YOUR TASK -> Starting at the line that contains "Where can you see the yucca", transcribe each line exactly through the last line of the data. Include nothing else.

LISTED ENTRIES ->
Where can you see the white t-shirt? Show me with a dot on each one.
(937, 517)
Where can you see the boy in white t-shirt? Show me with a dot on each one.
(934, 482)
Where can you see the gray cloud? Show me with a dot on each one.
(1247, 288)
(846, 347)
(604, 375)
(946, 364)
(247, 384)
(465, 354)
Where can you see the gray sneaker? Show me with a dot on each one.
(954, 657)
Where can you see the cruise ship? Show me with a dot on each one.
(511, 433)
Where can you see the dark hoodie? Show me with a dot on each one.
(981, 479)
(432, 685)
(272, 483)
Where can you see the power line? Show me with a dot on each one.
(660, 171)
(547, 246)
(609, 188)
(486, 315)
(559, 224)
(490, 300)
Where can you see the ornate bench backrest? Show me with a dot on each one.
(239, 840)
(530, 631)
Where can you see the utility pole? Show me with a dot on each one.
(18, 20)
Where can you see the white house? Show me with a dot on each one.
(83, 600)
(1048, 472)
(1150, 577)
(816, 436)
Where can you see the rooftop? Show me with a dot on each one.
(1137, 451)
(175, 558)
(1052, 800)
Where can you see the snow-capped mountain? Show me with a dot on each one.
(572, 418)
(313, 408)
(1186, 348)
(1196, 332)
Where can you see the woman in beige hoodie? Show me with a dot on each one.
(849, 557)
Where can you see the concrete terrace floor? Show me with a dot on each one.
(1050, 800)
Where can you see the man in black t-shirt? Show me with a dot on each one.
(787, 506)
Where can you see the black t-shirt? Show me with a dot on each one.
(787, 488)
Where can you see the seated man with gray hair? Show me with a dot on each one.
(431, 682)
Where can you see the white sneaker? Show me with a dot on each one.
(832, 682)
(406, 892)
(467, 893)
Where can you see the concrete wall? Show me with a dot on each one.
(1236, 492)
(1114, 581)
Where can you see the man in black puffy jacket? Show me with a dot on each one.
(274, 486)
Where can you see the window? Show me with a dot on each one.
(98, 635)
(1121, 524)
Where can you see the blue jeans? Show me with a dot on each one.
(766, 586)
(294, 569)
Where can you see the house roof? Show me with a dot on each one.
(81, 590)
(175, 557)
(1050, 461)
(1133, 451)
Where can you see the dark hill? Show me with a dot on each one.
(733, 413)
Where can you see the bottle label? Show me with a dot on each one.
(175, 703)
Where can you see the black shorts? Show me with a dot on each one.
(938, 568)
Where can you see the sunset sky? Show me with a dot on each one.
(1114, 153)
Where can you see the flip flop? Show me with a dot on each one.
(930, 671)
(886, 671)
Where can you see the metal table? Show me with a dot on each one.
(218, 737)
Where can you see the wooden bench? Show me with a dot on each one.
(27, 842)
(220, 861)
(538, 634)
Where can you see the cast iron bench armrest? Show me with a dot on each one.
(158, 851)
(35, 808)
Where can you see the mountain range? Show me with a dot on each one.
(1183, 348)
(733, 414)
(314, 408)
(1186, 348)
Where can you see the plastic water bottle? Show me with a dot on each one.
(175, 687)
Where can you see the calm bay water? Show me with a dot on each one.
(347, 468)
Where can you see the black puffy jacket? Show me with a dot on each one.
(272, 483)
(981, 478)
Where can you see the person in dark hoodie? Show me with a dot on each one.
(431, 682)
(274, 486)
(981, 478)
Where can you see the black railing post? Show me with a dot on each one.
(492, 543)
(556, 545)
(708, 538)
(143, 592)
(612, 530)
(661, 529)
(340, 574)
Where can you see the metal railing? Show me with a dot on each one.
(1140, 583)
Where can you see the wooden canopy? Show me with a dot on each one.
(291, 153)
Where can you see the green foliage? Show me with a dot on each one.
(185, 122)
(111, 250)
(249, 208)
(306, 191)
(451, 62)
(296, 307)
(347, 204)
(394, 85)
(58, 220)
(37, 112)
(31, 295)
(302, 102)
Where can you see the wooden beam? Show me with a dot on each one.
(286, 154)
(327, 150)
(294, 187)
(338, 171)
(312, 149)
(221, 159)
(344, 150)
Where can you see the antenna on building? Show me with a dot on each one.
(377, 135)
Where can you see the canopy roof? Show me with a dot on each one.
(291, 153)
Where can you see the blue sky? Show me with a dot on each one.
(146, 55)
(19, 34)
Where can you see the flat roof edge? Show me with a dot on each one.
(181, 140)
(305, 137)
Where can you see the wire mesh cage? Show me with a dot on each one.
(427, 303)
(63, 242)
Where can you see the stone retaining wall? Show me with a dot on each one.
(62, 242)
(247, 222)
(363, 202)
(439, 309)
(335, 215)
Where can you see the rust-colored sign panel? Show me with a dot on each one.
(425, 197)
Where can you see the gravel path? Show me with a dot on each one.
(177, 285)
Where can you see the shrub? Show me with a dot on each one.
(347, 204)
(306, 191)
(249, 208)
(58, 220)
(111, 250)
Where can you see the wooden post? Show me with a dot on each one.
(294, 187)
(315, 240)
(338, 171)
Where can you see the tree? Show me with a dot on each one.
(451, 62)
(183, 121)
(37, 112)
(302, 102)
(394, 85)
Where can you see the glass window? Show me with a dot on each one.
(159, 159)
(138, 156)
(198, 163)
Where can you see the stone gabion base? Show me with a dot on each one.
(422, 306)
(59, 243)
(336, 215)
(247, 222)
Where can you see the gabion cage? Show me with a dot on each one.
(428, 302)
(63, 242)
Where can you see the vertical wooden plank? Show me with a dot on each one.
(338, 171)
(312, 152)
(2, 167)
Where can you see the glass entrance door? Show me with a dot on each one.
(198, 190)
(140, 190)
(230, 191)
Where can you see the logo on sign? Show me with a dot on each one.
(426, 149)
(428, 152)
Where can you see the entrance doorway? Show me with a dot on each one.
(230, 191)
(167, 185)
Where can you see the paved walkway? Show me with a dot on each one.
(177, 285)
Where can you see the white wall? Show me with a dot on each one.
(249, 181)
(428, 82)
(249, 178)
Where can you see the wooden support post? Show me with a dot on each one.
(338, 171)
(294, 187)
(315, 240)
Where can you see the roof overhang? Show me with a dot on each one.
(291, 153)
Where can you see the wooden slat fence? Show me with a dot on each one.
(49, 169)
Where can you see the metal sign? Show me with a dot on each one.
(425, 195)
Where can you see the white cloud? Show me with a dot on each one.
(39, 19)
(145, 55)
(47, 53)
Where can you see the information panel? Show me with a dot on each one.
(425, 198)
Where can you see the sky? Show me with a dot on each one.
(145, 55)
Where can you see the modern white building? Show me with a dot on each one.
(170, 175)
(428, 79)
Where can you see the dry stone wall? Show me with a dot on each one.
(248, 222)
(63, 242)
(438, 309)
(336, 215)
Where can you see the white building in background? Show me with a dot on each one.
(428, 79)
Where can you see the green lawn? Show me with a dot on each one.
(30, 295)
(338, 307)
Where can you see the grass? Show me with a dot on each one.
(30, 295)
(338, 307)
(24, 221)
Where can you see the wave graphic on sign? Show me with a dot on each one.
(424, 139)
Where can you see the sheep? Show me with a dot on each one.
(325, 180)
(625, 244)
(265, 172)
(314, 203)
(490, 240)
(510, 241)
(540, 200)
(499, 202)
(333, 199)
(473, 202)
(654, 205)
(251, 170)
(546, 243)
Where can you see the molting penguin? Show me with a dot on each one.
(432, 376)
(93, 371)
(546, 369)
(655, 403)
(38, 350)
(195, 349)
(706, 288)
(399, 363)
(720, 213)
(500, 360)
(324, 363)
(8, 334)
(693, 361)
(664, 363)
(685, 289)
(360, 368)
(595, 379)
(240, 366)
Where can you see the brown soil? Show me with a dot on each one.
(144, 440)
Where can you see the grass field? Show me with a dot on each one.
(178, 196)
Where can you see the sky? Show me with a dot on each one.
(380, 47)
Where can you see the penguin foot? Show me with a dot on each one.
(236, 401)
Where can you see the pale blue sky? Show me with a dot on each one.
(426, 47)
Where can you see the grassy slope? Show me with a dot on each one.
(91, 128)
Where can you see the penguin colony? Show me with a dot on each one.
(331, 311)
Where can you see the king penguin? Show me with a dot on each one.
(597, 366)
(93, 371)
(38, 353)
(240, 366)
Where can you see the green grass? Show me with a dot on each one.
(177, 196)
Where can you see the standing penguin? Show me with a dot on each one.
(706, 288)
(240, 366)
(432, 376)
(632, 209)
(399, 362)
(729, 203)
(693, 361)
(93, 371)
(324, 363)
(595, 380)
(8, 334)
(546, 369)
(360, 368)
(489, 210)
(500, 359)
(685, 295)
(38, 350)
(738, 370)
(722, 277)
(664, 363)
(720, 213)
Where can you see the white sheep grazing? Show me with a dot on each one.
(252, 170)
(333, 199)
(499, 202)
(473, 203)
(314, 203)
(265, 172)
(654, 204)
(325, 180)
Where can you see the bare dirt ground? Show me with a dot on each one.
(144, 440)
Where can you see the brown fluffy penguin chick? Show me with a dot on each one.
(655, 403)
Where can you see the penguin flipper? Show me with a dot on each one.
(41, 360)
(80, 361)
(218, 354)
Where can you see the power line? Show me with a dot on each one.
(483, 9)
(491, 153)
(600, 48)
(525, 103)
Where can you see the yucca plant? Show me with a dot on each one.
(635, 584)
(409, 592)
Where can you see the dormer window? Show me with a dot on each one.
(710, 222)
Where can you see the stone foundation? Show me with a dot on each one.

TASK RESPONSE ->
Where can you see the yucca plant? Show me with a dot on each one.
(635, 584)
(409, 592)
Where can you see the dormer window? Show me with a dot on each one.
(710, 222)
Where can you see the stone foundation? Show me with a dot on each one.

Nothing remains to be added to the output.